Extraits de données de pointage
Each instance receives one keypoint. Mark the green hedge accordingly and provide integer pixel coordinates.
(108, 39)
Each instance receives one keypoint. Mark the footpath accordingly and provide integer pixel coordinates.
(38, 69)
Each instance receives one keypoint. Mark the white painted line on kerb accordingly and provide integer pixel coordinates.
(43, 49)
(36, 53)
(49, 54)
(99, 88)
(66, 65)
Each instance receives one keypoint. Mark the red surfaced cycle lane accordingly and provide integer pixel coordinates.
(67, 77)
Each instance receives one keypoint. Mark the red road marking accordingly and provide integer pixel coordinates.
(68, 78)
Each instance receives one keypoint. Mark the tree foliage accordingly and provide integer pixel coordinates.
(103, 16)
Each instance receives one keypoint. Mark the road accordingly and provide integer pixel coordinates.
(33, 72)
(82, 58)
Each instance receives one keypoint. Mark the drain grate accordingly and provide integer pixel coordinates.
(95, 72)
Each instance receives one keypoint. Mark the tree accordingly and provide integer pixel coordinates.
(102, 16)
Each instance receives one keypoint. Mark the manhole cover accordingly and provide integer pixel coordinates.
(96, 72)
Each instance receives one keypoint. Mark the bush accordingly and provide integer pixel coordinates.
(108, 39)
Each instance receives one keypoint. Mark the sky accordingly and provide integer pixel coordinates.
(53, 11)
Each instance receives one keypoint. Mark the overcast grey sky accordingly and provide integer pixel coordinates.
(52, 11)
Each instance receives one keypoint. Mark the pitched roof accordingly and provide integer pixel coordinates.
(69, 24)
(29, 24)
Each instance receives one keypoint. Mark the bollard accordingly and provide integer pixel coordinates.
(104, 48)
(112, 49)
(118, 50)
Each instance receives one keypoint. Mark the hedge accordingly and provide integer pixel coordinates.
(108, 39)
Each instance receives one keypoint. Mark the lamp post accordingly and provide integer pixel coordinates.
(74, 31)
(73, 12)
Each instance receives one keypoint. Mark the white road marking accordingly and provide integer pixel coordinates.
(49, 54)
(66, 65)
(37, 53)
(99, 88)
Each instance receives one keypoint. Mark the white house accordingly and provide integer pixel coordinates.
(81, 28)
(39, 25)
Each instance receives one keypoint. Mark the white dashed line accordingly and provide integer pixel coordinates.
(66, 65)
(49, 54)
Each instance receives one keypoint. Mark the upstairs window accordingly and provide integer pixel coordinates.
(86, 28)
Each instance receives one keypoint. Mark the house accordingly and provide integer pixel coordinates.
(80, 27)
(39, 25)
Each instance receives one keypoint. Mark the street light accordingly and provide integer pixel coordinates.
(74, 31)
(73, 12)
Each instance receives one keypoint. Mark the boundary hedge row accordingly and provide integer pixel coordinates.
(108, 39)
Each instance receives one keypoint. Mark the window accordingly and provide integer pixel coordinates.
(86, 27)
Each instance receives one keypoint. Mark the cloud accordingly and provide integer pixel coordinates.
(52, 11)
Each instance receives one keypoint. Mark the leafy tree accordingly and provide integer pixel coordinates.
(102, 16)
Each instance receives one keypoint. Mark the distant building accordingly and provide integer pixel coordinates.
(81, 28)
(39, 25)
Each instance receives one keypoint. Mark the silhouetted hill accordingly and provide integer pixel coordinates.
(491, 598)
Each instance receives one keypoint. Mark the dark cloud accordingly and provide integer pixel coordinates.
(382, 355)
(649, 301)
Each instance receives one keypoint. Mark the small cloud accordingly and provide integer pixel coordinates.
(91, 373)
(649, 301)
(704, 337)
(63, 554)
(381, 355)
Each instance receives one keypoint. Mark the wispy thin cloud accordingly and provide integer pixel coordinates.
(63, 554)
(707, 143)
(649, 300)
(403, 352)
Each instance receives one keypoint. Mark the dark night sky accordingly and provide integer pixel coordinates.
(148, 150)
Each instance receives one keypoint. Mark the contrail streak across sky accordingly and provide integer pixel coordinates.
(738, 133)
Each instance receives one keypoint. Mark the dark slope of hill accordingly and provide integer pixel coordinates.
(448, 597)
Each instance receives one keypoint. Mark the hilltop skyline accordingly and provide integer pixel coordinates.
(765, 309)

Consigne
Recopiez le listing en substituant « whole-number pixel coordinates » à « integer pixel coordinates » à chaque occurrence, sans rien changer d'autre.

Résultat
Each instance receives one keypoint. Mark the green hedge accordingly and provide whole-number pixel coordinates.
(108, 39)
Each instance receives one keypoint. Mark the footpath accordingly and provide whole-number pixel coordinates.
(38, 69)
Each instance receives one keypoint. Mark the white painted line on kerb accordingly and provide whole-number pixel coordinates.
(43, 49)
(36, 53)
(49, 54)
(99, 88)
(66, 65)
Each instance receives one keypoint. Mark the red surfaced cycle lane accordingly and provide whole-number pixel coordinates.
(67, 77)
Each instance receives one keypoint. Mark the red road marking accordingly and provide whole-number pixel coordinates.
(68, 78)
Each instance receives one keypoint. Mark the tree foliage accordingly and provide whole-number pixel coordinates.
(103, 16)
Each instance receives one keypoint. Mark the road accordingly and provide whole-number pixel coordinates.
(33, 72)
(82, 58)
Each instance receives one keypoint. Mark the drain grate accordingly and provide whole-number pixel coordinates.
(95, 72)
Each instance receives one keypoint. Mark the tree accordingly and provide whole-number pixel coordinates.
(102, 16)
Each instance receives one keypoint. Mark the manhole cover accordingly and provide whole-number pixel coordinates.
(96, 72)
Each instance receives one keypoint. Mark the bush accordingly and provide whole-number pixel coordinates.
(108, 39)
Each instance receives one keypoint. Mark the sky accordingly and provide whole-number pixel coordinates.
(53, 11)
Each instance receives one keypoint. Mark the overcast grey sky accordingly and provide whole-number pixel coordinates.
(52, 11)
Each instance receives one keypoint. Mark the pitched roof accordingly and provide whole-number pixel coordinates.
(69, 24)
(29, 24)
Each instance receives one keypoint. Mark the bollard accordingly and provide whole-number pixel coordinates.
(104, 48)
(112, 49)
(118, 50)
Each instance receives one keypoint. Mark the hedge accordingly and provide whole-number pixel coordinates.
(108, 39)
Each instance receives one keypoint. Mark the lamp post accordingly and provide whole-number pixel coordinates.
(74, 31)
(73, 12)
Each instance receives one keypoint. Mark the white road marking accordingly and provide whole-number pixel coordinates.
(49, 54)
(66, 65)
(37, 53)
(99, 88)
Each instance receives one keypoint. Mark the white house accordingly and provide whole-number pixel coordinates.
(81, 28)
(39, 25)
Each instance receives one keypoint. Mark the white dashed line accordingly and provide whole-number pixel coordinates.
(66, 65)
(49, 54)
Each instance receives one keypoint. Mark the upstairs window accordingly and provide whole-number pixel coordinates.
(86, 28)
Each instance receives one keypoint. Mark the house accordingly and provide whole-number pixel coordinates.
(80, 27)
(39, 25)
Each instance receives one keypoint. Mark the street light accordingly and provide whole-number pixel coordinates.
(74, 31)
(73, 12)
Each instance receives one keypoint. Mark the boundary hedge row accordingly and provide whole-number pixel coordinates.
(108, 39)
Each instance receives one keypoint. Mark the window accordingly and provide whole-number pixel coordinates.
(86, 27)
Each instance receives one keypoint. Mark the cloud accordingly and provide whole-number pixel coordinates.
(52, 11)
Each instance receives one keypoint. Mark the leafy tree accordingly and provide whole-number pixel coordinates.
(102, 16)
Each instance receives one keypoint. Mark the distant building accordingly and provide whole-number pixel coordinates.
(81, 28)
(39, 25)
Each instance receives one keypoint. Mark the silhouetted hill accordingly and provide whole-number pixel coordinates.
(491, 598)
Each instance receives one keypoint. Mark the dark cloud accordingly and provide whole-number pixel coordinates.
(382, 355)
(649, 301)
Each instance receives one keypoint. Mark the small cloud accordingly and provide whole-number pixel coordinates.
(91, 373)
(649, 301)
(704, 337)
(63, 554)
(381, 355)
Each instance receives one keypoint. Mark the wispy thin cloud accordingly and provide whole-number pixel coordinates.
(63, 554)
(707, 143)
(649, 300)
(403, 352)
Each instance receives one keypoint. Mark the dark night sky accordingly and provide whole-number pixel coordinates.
(148, 150)
Each instance receives one keypoint. Mark the contrail streak across sky accordingly and provide whole-number pixel coordinates.
(738, 133)
Each instance receives one keypoint. Mark the dark slope of hill accordingly and provide whole-number pixel coordinates.
(448, 597)
Each instance receives one keypoint. Mark the hilltop skyline accordingly and provide whole-number pixel coordinates.
(765, 309)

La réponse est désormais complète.